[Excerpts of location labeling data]
+--

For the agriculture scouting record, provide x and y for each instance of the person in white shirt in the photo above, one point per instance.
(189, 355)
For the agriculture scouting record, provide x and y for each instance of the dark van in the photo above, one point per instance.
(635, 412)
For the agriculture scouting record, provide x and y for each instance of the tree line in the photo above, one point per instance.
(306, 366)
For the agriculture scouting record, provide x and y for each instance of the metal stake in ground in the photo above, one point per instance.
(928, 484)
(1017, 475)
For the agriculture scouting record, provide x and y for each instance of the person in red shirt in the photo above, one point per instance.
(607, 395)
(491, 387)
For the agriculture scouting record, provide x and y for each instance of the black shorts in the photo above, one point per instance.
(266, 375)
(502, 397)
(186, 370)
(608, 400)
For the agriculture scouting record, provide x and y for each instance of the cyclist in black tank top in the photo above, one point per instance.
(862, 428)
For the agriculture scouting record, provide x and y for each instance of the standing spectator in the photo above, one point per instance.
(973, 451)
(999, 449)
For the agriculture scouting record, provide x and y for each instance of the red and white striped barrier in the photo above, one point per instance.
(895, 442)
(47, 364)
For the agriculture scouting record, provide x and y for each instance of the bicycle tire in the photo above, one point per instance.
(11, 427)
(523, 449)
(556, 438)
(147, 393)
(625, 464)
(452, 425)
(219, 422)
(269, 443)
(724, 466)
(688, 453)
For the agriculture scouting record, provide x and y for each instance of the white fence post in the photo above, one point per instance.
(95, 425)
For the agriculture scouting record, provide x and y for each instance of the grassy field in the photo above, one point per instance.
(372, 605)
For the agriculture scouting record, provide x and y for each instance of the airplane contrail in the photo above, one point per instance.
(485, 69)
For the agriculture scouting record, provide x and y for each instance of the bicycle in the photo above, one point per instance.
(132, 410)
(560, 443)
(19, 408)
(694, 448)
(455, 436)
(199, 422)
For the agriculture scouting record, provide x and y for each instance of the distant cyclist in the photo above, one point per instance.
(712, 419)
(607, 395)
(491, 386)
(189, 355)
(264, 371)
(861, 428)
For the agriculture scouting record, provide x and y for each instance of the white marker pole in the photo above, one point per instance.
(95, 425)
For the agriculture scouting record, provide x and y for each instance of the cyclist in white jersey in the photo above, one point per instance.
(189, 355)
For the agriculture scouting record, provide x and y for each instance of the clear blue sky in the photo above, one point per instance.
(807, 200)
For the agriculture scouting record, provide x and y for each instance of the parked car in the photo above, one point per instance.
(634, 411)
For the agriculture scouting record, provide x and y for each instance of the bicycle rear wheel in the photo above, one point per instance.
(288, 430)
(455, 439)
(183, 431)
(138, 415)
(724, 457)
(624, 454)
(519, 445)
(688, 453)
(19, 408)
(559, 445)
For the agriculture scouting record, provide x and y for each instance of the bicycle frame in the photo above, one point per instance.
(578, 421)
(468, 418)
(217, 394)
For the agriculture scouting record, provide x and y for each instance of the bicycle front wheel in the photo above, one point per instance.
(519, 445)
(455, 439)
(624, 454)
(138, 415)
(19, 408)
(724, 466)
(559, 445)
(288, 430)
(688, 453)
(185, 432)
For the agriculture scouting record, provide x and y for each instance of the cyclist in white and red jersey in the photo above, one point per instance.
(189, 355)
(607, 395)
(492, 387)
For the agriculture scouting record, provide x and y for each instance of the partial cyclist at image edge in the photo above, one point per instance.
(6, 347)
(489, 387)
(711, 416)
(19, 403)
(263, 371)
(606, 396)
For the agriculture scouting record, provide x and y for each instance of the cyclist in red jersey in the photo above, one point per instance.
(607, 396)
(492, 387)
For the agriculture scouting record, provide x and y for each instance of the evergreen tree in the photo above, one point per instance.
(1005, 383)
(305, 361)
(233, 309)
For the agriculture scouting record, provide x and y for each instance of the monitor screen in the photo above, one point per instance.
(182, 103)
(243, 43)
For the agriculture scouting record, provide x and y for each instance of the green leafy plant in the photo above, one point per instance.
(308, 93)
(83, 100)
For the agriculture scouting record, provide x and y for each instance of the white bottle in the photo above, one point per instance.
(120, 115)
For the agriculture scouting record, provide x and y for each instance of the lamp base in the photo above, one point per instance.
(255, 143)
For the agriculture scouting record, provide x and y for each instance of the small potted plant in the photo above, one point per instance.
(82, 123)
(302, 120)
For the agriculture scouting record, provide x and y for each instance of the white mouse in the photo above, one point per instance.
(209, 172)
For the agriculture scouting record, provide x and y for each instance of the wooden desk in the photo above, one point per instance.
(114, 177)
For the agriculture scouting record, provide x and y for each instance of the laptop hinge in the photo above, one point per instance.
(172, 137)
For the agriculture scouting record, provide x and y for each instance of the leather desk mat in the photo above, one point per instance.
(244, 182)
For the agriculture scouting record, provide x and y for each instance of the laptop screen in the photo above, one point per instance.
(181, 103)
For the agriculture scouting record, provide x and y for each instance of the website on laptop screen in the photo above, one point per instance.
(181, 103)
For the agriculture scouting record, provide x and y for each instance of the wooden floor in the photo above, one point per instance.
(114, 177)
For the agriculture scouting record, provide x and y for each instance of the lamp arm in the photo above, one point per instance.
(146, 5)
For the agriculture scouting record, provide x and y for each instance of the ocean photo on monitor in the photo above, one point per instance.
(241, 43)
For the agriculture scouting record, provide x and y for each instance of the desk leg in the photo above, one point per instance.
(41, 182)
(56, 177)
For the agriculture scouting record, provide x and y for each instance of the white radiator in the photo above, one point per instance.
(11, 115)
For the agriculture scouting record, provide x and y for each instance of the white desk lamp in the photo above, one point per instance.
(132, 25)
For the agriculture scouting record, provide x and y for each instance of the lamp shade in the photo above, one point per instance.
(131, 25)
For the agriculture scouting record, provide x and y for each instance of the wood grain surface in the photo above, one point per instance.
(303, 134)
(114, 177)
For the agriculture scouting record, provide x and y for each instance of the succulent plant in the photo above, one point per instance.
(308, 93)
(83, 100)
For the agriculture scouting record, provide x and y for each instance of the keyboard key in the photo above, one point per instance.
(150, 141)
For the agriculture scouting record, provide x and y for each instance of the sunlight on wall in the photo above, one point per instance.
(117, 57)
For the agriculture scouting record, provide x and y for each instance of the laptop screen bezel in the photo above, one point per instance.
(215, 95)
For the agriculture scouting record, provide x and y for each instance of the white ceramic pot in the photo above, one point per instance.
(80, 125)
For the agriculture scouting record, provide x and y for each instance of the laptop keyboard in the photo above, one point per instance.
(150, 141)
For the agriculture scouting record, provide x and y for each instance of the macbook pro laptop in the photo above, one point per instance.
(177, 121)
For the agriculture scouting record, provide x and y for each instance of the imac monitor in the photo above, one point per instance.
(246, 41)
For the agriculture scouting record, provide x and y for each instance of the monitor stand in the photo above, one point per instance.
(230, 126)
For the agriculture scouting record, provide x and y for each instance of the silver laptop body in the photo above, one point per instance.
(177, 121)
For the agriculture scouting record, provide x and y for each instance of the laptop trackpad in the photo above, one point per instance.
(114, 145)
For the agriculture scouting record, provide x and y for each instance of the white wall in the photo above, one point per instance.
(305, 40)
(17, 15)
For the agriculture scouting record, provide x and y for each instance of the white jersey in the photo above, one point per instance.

+--

**Aim**
Every record should be given again exactly.

**Task output**
For the agriculture scouting record, provide x and y for each instance of the person in white shirt in the photo above, one point per instance.
(189, 355)
For the agriculture scouting record, provide x and y for each instance of the dark van in the photo above, one point per instance.
(635, 412)
For the agriculture scouting record, provide x and y for each instance of the tree line in the photo above, one point per instance.
(306, 366)
For the agriculture scouting record, provide x and y for each instance of the metal stake in ground in the photo above, one point per instance.
(928, 484)
(1017, 475)
For the agriculture scouting record, provide x and y for each instance of the person in red shirt in the photo above, one point per instance.
(607, 395)
(491, 387)
For the agriculture scouting record, provide x and y for each instance of the black shorts in the photo above, one point per instance.
(266, 375)
(502, 397)
(186, 370)
(608, 400)
For the agriculture scouting record, provide x and y for each instance of the cyclist in black tank top in the photo above, one point per instance.
(862, 428)
For the agriculture scouting record, provide x and y for each instance of the standing spectator in the photo above, one point per instance.
(973, 451)
(999, 449)
For the agriculture scouting record, provide x and y for each instance of the red and white striped barrier in the photo above, one point per instance.
(895, 442)
(47, 364)
For the agriculture scouting record, provide x and y for each instance of the bicycle tire in the photo above, one point per instance.
(11, 427)
(523, 449)
(556, 438)
(147, 393)
(625, 464)
(452, 425)
(219, 422)
(269, 443)
(724, 466)
(688, 453)
For the agriculture scouting record, provide x and y for each instance of the white fence post in the photo above, one point per instance.
(95, 425)
For the agriculture scouting record, provide x and y for each instance of the grassy field in the photo above, one point per instance.
(372, 605)
For the agriculture scouting record, provide x and y for each instance of the airplane contrail in the photo above, one point per instance.
(485, 69)
For the agriculture scouting record, provide x and y for each instance of the bicycle in the photo above, one point per instance.
(132, 410)
(560, 443)
(19, 408)
(694, 448)
(455, 436)
(199, 422)
For the agriculture scouting record, provide x and y for each instance of the distant cyclist in the photo above, one point per instance.
(712, 419)
(607, 395)
(491, 386)
(189, 355)
(264, 371)
(861, 428)
For the agriculture scouting record, provide x and y for each instance of the white marker pole in the photo above, one point per instance.
(95, 425)
For the agriculture scouting record, provide x and y for each instance of the cyclist in white jersey in the photo above, one point per instance.
(189, 355)
For the agriculture scouting record, provide x and y for each instance of the clear blue sky in the photo above, one point per instance.
(807, 200)
For the agriculture scouting record, provide x and y for each instance of the parked car in the photo above, one point per instance.
(634, 411)
For the agriculture scouting record, provide x and y for each instance of the bicycle rear wheel in the photo above, one point per instance.
(288, 430)
(455, 439)
(183, 431)
(138, 415)
(724, 457)
(624, 454)
(519, 445)
(688, 453)
(19, 408)
(559, 445)
For the agriculture scouting record, provide x and y for each instance of the bicycle frame in the photo above, one point per instance.
(578, 421)
(468, 418)
(217, 394)
For the agriculture scouting record, provide x and y for each instance of the bicycle front wheel in the photo above, one point per instance.
(519, 445)
(455, 439)
(624, 454)
(138, 415)
(19, 408)
(724, 466)
(559, 445)
(288, 430)
(688, 453)
(185, 432)
For the agriculture scouting record, provide x and y for each instance of the cyclist in white and red jersey in the photo above, one point per instance.
(189, 355)
(607, 395)
(492, 387)
For the agriculture scouting record, provide x and y for each instance of the partial cyclist at image edge in the photo above, one point per instance.
(6, 347)
(489, 387)
(711, 416)
(19, 403)
(263, 371)
(606, 396)
For the agriculture scouting record, provide x and y for each instance of the cyclist in red jersey in the photo above, one point per instance.
(607, 396)
(492, 387)
For the agriculture scouting record, provide x and y for each instance of the evergreen tree in the photo above, one point per instance.
(1005, 383)
(305, 361)
(233, 309)
For the agriculture scouting record, provide x and y for each instance of the monitor screen in the photo above, one point per instance.
(182, 103)
(243, 43)
For the agriculture scouting record, provide x and y for each instance of the green leafy plant in the photo above, one point per instance.
(308, 93)
(83, 100)
For the agriculture scouting record, provide x and y for each instance of the white bottle in the photo above, one point per instance.
(120, 115)
For the agriculture scouting record, provide x and y for each instance of the lamp base in the photo above, one point per instance.
(255, 143)
For the agriculture scouting record, provide x and y for each instance of the small potted plant in the photo above, one point per instance.
(82, 123)
(302, 120)
For the agriculture scouting record, provide x and y for each instance of the white mouse in the photo above, one point per instance.
(209, 172)
For the agriculture scouting record, provide x and y for each instance of the wooden desk in the photo above, one point per instance.
(114, 177)
For the agriculture scouting record, provide x and y for each instance of the laptop hinge in the photo above, one point per instance.
(172, 137)
For the agriculture scouting record, provide x and y for each instance of the leather desk mat in the photo above, one point per instance.
(244, 182)
For the agriculture scouting record, provide x and y for each instance of the laptop screen in the photo above, one point per instance.
(181, 103)
For the agriculture scouting record, provide x and y for each instance of the website on laptop screen in the photo above, one point per instance.
(181, 103)
For the agriculture scouting record, provide x and y for each instance of the wooden floor in the photo above, one point per instance.
(114, 177)
For the agriculture scouting record, provide x and y for each instance of the lamp arm in the photo above, one point per instance.
(146, 5)
For the agriculture scouting record, provide x and y for each instance of the ocean photo on monitor in the photo above, one point per instance.
(241, 43)
For the agriculture scouting record, provide x and y for each instance of the desk leg in the photo above, one point per instance.
(41, 182)
(56, 177)
For the agriculture scouting record, provide x and y for each instance of the white radiator in the photo above, one point per instance.
(11, 115)
For the agriculture scouting record, provide x and y for each instance of the white desk lamp in the photo above, one point per instance.
(132, 25)
For the agriculture scouting record, provide x and y for each instance of the lamp shade in the photo above, one point per instance.
(131, 25)
For the agriculture scouting record, provide x and y for each instance of the wood grain surface in the photo above, one point per instance.
(303, 134)
(114, 177)
For the agriculture scouting record, provide x and y for each instance of the succulent plant in the photo above, one point per instance.
(308, 93)
(83, 100)
For the agriculture scouting record, provide x and y for each instance of the keyboard key in the photo above, one point per instance.
(150, 141)
For the agriculture scouting record, provide x and y for each instance of the sunlight on wall in the photo above, one point per instance.
(117, 57)
For the agriculture scouting record, provide x and y for each instance of the laptop screen bezel in the photo above, one point per instance.
(215, 95)
For the agriculture scouting record, provide x and y for each instance of the white ceramic pot in the photo above, one point per instance.
(80, 125)
For the agriculture scouting record, provide x and y for each instance of the laptop keyboard in the photo above, one point per instance.
(150, 141)
For the agriculture scouting record, provide x and y for each instance of the macbook pro laptop in the photo above, one point per instance.
(177, 121)
For the agriculture scouting record, provide x and y for each instance of the imac monitor in the photo above, one point per instance.
(246, 41)
For the agriculture scouting record, provide x and y for each instance of the monitor stand in the photo above, one point per instance.
(230, 126)
For the agriculture scouting record, provide x and y for each instance of the silver laptop body in the photo above, one point per instance.
(177, 121)
For the agriculture scouting record, provide x and y for each instance of the laptop trackpad in the photo above, one point per instance.
(114, 145)
For the agriculture scouting record, provide x and y for each instance of the white wall in the photo above, one point per instance.
(305, 40)
(17, 15)
For the agriculture scouting record, provide x and y for each instance of the white jersey in the photo above, one point per instance.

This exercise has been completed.